Goal of the exercise: Swap "team crest" for "club badge" in the rows that begin at the line containing "Exercise. For every instance of the team" and stop after the line containing "point(89, 162)". Give back only those rows, with everything else unchanged.

Provided information:
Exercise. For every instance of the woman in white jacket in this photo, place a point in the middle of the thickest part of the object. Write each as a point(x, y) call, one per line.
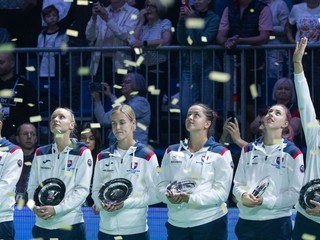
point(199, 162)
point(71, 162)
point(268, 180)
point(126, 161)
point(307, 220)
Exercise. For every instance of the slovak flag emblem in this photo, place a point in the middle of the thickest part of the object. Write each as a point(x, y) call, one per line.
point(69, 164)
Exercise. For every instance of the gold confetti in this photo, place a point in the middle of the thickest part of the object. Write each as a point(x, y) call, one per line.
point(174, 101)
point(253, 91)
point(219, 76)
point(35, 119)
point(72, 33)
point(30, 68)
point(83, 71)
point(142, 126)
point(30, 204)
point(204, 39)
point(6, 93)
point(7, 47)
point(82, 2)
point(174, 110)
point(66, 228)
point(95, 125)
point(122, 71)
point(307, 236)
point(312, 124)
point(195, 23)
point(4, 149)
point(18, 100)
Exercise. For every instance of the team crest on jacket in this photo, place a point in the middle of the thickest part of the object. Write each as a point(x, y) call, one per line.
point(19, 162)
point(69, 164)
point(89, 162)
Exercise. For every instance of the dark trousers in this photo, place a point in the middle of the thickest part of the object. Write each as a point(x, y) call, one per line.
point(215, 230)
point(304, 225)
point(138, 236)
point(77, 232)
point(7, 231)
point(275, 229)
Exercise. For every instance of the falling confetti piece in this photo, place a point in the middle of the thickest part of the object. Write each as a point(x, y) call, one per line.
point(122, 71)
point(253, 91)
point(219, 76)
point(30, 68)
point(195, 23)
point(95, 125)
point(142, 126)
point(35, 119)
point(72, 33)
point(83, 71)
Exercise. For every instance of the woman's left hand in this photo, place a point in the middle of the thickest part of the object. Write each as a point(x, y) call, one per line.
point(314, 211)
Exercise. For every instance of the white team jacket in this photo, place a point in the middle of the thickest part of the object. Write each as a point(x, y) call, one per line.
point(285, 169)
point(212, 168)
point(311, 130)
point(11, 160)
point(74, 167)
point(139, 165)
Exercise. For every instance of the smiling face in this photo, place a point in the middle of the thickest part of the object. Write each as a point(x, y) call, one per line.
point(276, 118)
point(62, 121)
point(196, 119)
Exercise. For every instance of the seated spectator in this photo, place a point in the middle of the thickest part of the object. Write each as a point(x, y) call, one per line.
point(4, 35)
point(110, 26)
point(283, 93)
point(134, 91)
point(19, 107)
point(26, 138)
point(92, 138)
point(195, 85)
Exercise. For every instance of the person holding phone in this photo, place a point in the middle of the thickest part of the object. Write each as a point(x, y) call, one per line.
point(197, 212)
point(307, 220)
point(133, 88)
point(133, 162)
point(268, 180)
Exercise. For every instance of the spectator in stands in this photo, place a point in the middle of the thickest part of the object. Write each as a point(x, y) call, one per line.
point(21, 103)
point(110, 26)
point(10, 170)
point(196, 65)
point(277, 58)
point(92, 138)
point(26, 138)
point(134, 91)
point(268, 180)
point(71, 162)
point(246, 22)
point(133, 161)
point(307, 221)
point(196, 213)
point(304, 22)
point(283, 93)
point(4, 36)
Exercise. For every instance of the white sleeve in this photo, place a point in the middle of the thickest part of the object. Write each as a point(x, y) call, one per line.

---

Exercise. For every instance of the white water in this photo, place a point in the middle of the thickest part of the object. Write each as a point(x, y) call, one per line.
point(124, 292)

Exercise solution:
Exercise. For every instance of the club badge on jacket in this photo, place a point in the middle of the thickest part of the object. Write each as a point(x, y) call, one per line.
point(19, 162)
point(69, 164)
point(89, 162)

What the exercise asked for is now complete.